### Source data

Segment Open

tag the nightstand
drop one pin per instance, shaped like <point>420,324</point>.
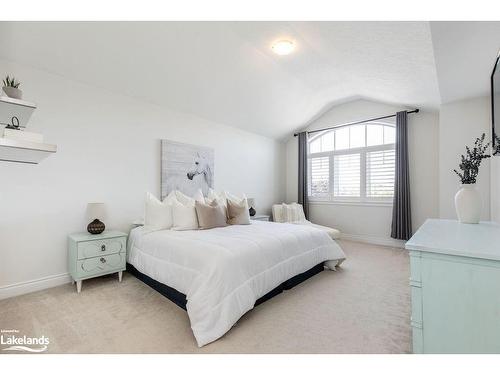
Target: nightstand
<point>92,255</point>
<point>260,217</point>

Segment Closed
Segment Open

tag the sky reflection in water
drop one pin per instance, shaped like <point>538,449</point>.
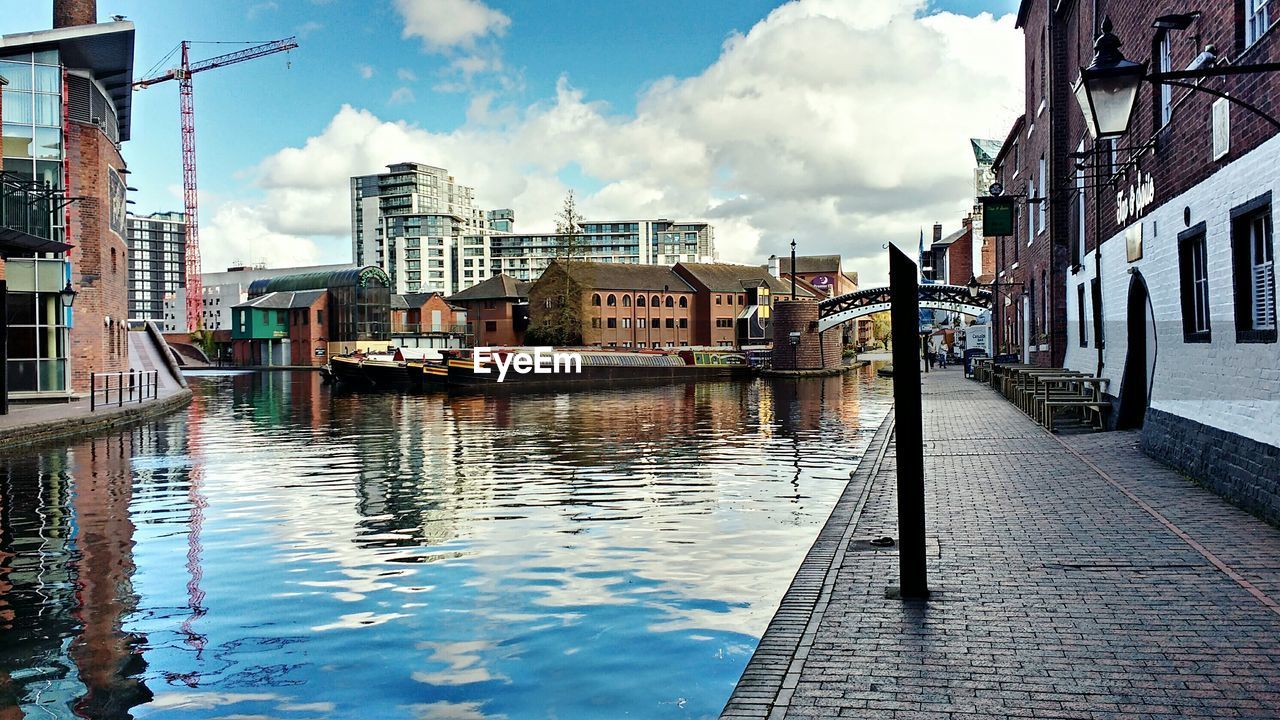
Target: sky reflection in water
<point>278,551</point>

Segment Closed

### Prompt
Where the word "drop" is present in a line of the listing, copy that line.

### Output of the exercise
drop one pin per instance, shaped like <point>420,324</point>.
drop one pin per instance, shaped like <point>538,449</point>.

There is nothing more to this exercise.